Reading text:
++++++++++

No teenager is fully formed, especially when it comes to sexuality and romantic interest, so the notion that, because Max treats Warren as just a good friend in her early diary entries, or shies away from the notion of anything more complicated than friendship with Chloe in the same, they prevent later exploration of those feelings in different contexts – or that the lack of clearly-flagged romantic interest from the first chapter constitutes poor writing – seems reductive at best.
Even if ‘Max’ is the one doing the writing, her diary entries are not the final word on her own emotional state – especially when her stances and perceptions change over the course of the game, as these excerpts from a Warren-centric playthrough show:
“Hope he doesn’t make a lame move on me… (Not that he would, egomaniac.) Warren and I do have a lot in common, but he’s like a supercool geek brother…”
“He’s such a sweetheart, he kept telling me how proud he was that I stopped Kate from jumping.”
“Considering how insane my life has been this week, kissing Warren in the middle of a deadly storm didn’t seem to be that strange. It felt like we were flipping off the cruel universe… and if I was going to die, I wanted one kiss from a boy I cared about.”

++++++++++

Set task A:
Write out the point-lookup records below word for word, leaving out the picture.
Set task B:
Continue the passage on Max's diary entries, starting right after its final sentence.

++++++++++

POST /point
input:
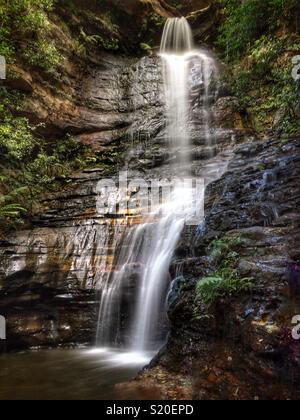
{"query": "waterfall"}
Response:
(141, 267)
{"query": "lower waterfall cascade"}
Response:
(145, 251)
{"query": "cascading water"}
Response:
(146, 251)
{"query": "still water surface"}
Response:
(67, 374)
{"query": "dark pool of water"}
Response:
(66, 374)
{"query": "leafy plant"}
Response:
(222, 285)
(226, 281)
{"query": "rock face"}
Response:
(244, 349)
(50, 275)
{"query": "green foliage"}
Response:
(259, 44)
(226, 282)
(43, 54)
(25, 29)
(29, 166)
(247, 20)
(108, 43)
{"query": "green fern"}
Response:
(11, 211)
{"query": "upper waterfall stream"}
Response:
(145, 252)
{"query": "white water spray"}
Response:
(147, 250)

++++++++++

Task response A:
POST /point
input:
{"query": "waterfall"}
Response:
(141, 267)
{"query": "lower waterfall cascade"}
Response:
(145, 251)
{"query": "cascading water"}
Response:
(146, 251)
{"query": "still water surface"}
Response:
(67, 374)
{"query": "dark pool of water"}
Response:
(66, 374)
{"query": "leafy plant"}
Response:
(222, 285)
(226, 281)
{"query": "rock face"}
Response:
(244, 349)
(50, 275)
{"query": "green foliage"}
Response:
(259, 44)
(226, 282)
(43, 54)
(25, 29)
(29, 166)
(247, 20)
(108, 43)
{"query": "green fern"}
Response:
(11, 211)
{"query": "upper waterfall stream"}
Response:
(145, 252)
{"query": "white water spray"}
Response:
(147, 250)

Task response B:
DONTNOD tread a very fine line in keeping the focus on Chloe and Max while keeping options open for their players. There may be occasions – like the sudden eclipse and the stretch-and-yawn arm around the shoulder from Warren at the close of Episode 2, as we’ve talked about above – where players may feel railroaded into being more affectionate with Warren than he merits, but that equally ties into his characterisation as a well-meaning but unformed teenage boy who occasionally oversteps his bounds.
As for Chloe, it’s clear from the way in which the various options play out that the writers are behind a Max/Chloe love story all the way – but it’s only through comparing and contrasting the diary entries and the way the two different final cutscenes play out that you can measure their emotional investment in terms of actual investment – in writing time, programming time, voice acting time. More resources are devoted to a Max/Chloe pairing than any other.
“Chloe is more than my best friend, but who knows how she really sees me? She did dare me to kiss her, but she seemed surprised that I actually did. I am too, but I don’t regret it for a second. Maybe that’s why I hated watching Chloe being so cruel in the nightmare, calling me names and flirting with all those people… I was surprised that it was like a physical pain in my heart. Is that the power of friendship… or love? I believe you’re about to find out, Max Caulfield.”
From a gameplay perspective, there is no ideal, true Max. There are only the routes that the story allows her to take, and the sum total of the choices of the player.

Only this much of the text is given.